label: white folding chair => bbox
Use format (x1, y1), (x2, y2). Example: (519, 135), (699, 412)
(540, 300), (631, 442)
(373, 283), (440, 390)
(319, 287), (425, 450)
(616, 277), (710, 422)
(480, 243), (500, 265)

TASK TO COMPLETE: Can you reproduce all of the data above line for line, without changing a single character?

RESPONSE BELOW:
label: white folding chair => bbox
Use format (x1, y1), (x2, y2). Example: (519, 135), (699, 412)
(540, 300), (631, 442)
(373, 283), (440, 390)
(319, 287), (425, 450)
(616, 277), (710, 422)
(480, 243), (500, 265)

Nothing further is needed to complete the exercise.